** Start EXTRACTED DATA **
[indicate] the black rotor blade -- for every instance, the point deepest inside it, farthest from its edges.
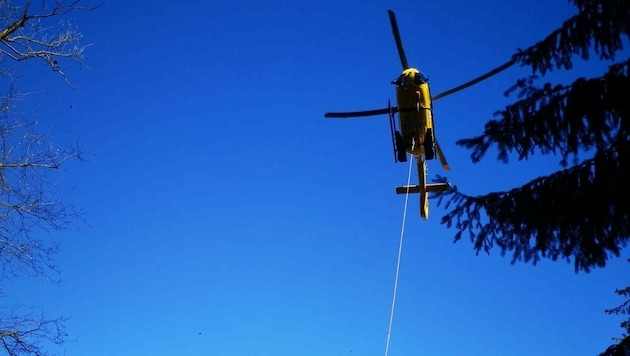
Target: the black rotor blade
** End EXTRACTED DATA **
** Start EXTRACTED DATA **
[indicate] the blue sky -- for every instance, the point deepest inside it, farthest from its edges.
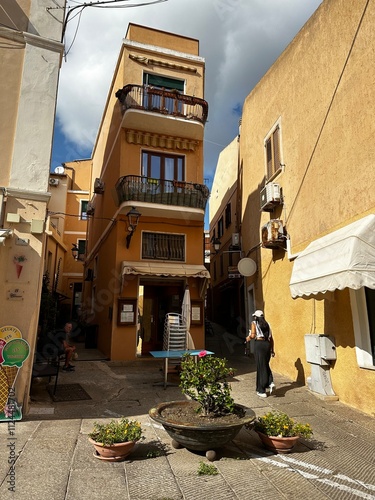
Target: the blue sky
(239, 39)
** End EXTRACTED DATA **
** Start EXTRACTED DATA **
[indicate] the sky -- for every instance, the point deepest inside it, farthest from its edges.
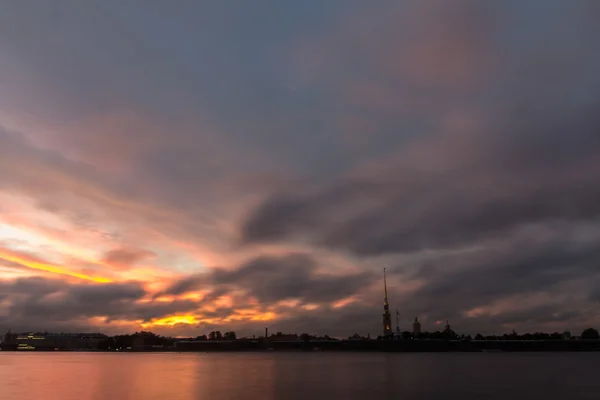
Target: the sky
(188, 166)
** End EXTRACTED DATA **
__BRIEF__
Extract each line of the data above that contains the word "black".

__RESPONSE__
[indicate] the black rotor blade -- for every instance, the point deepest inside it, farthest from its edges.
Target: the black rotor blade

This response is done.